-- AIM OF THE TASK --
Rewrite every line of the listing below, requests included, but leave out the pictures. Raise each point coordinate in the answer outlines by 40, and keep the numbers in the requests and their format samples unchanged.

-- Data lines --
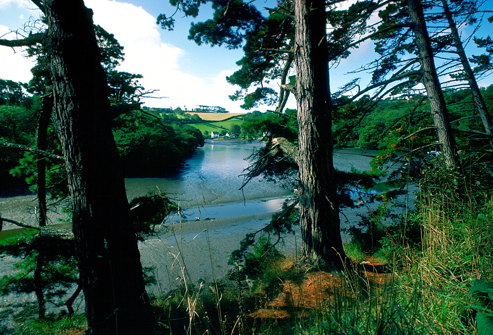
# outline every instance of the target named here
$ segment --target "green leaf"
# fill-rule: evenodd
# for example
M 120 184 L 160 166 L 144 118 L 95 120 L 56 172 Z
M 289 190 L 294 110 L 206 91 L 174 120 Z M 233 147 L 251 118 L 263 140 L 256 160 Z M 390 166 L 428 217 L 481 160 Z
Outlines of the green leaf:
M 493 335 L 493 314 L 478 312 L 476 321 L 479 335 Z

-- RESULT OF THIS TASK --
# outline every instance of the target named here
$ segment --target "green leaf"
# fill-rule: evenodd
# for example
M 120 184 L 160 166 L 144 118 L 95 120 L 56 172 Z
M 289 190 L 294 110 L 206 91 L 174 120 Z M 233 147 L 251 118 L 263 140 L 256 160 Z M 390 166 L 428 217 L 481 160 Z
Outlines of the green leaf:
M 533 375 L 533 354 L 518 352 L 516 361 L 519 375 Z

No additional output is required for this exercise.